### Activity
Every line of the listing below should be written out exactly, minus its pictures.

### Excerpted records
= = = = =

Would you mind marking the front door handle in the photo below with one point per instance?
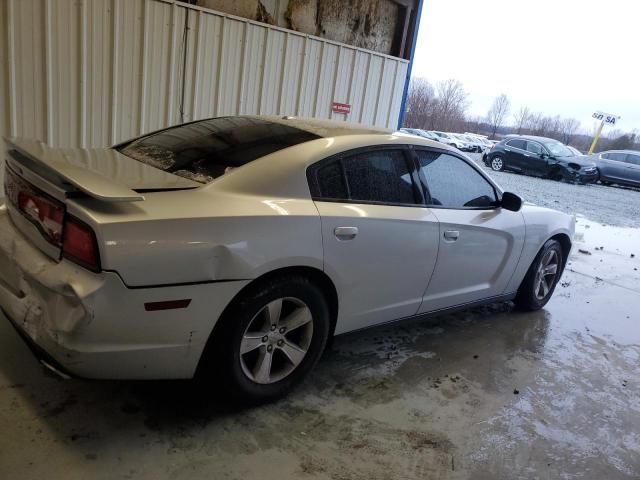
(345, 233)
(451, 235)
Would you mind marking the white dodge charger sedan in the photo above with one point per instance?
(231, 249)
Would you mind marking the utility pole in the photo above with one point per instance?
(605, 119)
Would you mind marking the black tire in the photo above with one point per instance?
(221, 369)
(526, 298)
(496, 166)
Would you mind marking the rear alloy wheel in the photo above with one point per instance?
(542, 277)
(497, 164)
(267, 342)
(276, 340)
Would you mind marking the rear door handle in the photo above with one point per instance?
(345, 233)
(451, 235)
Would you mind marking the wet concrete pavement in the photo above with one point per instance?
(489, 393)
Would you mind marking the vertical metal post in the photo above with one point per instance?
(595, 139)
(414, 40)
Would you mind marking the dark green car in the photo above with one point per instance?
(540, 157)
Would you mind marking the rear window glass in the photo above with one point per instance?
(521, 144)
(205, 150)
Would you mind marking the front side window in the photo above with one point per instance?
(633, 159)
(453, 183)
(618, 156)
(534, 147)
(379, 176)
(557, 149)
(521, 144)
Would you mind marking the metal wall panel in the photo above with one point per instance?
(95, 72)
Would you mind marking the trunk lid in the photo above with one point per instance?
(39, 180)
(103, 173)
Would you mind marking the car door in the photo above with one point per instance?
(480, 243)
(380, 241)
(536, 164)
(515, 151)
(633, 168)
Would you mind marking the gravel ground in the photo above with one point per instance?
(619, 206)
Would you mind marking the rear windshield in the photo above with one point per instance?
(205, 150)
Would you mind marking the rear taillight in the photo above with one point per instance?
(79, 244)
(46, 214)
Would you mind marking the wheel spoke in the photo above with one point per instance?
(299, 317)
(250, 342)
(294, 353)
(273, 311)
(263, 367)
(545, 287)
(539, 287)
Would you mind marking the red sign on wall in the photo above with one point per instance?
(340, 108)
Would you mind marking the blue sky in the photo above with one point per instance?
(560, 57)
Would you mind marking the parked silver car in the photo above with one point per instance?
(232, 249)
(618, 166)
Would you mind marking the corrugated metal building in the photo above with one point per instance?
(91, 73)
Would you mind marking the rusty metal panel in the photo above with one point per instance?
(95, 72)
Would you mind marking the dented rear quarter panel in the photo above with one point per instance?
(541, 224)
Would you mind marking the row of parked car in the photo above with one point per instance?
(544, 157)
(549, 158)
(466, 142)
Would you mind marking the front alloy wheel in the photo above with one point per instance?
(541, 278)
(546, 274)
(497, 164)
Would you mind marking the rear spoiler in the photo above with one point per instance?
(92, 183)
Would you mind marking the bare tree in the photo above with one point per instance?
(452, 105)
(497, 113)
(421, 102)
(521, 117)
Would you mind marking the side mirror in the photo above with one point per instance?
(511, 201)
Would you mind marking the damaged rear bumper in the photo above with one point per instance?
(92, 325)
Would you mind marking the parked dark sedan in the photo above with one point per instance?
(541, 157)
(618, 166)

= = = = =

### Output
Would you mind marking the front door handle in the photo below with one point per instance?
(345, 233)
(451, 235)
Would you mind marking the white dodge charger sedan in the photo above with one point per instance?
(231, 249)
Would you mind marking the utility pole in the photo above with one point per instance?
(605, 119)
Would you mind marking the black tire in the photo above with one point per instance?
(221, 369)
(526, 298)
(496, 166)
Would you mind marking the rear alloy wheel in the photo above with one point per instance?
(542, 277)
(497, 164)
(267, 342)
(276, 340)
Would you mind marking the rear door handle in the photo above with one point per instance?
(345, 233)
(451, 235)
Would you mind marking the wet concrete pavement in the photo above with one point per instance?
(489, 393)
Would you mind marking the vertical metal post in the photo above with one point per instance?
(595, 139)
(414, 40)
Would you mind marking the dark green car in the photo above with one point per instance?
(540, 157)
Would you mind marking the rear window glass in the photo above with one point per instance?
(521, 144)
(205, 150)
Would you mind marking the front side window in the photo above with one point per instance?
(633, 159)
(453, 183)
(618, 156)
(534, 147)
(379, 176)
(557, 149)
(521, 144)
Would you mind marking the metal wall panel in the photo above with one point per instance?
(95, 72)
Would you mind marking the trunk lid in the photo above with one point per instance?
(39, 180)
(103, 173)
Would you mind marking the car door in the photo above with one point per instance?
(480, 243)
(380, 241)
(536, 164)
(515, 151)
(633, 168)
Would you mind marking the gravel ground in the photo above with one point per instance?
(619, 206)
Would you mind marking the rear windshield in the photo above with one point per instance?
(205, 150)
Would you mind marking the rear taillight in the photo above with one point per instance?
(79, 244)
(46, 214)
Would you mind marking the wheel spoke in the photo above with one point per instance?
(299, 317)
(250, 342)
(294, 353)
(273, 311)
(263, 367)
(545, 287)
(539, 287)
Would you mind marking the red sign on wall in the photo above with one point per instance?
(340, 108)
Would you mind marking the blue sky in the photo above with one point per instance?
(560, 57)
Would you mind marking the parked silver car in the photo above with one point per instance?
(232, 249)
(618, 166)
Would you mind marking the corrugated metal building in the photo above with one point per instance?
(91, 73)
Would you mind marking the rusty metal panel in the photo above with one point per instance?
(95, 72)
Would you mind marking the dented rear quarter panel in the photo above with one point per instance?
(541, 224)
Would you mind marking the row of parked car in the photo above with one point per instance?
(544, 157)
(549, 158)
(466, 142)
Would you mind marking the front alloy wheel in the photo above with one point per instance?
(541, 278)
(546, 274)
(497, 164)
Would you mind marking the rear spoiler in the photo above with one point per instance?
(92, 183)
Would you mind marking the bare tree in the photo above with one point per instance?
(452, 105)
(497, 113)
(421, 102)
(521, 117)
Would you mind marking the side mirror in the photo above with one point per instance?
(511, 201)
Would you mind marking the damaged rear bumper in the photo above with one point per instance?
(92, 325)
Would you mind marking the parked dark sedan in the photo above with one point per instance?
(541, 157)
(618, 166)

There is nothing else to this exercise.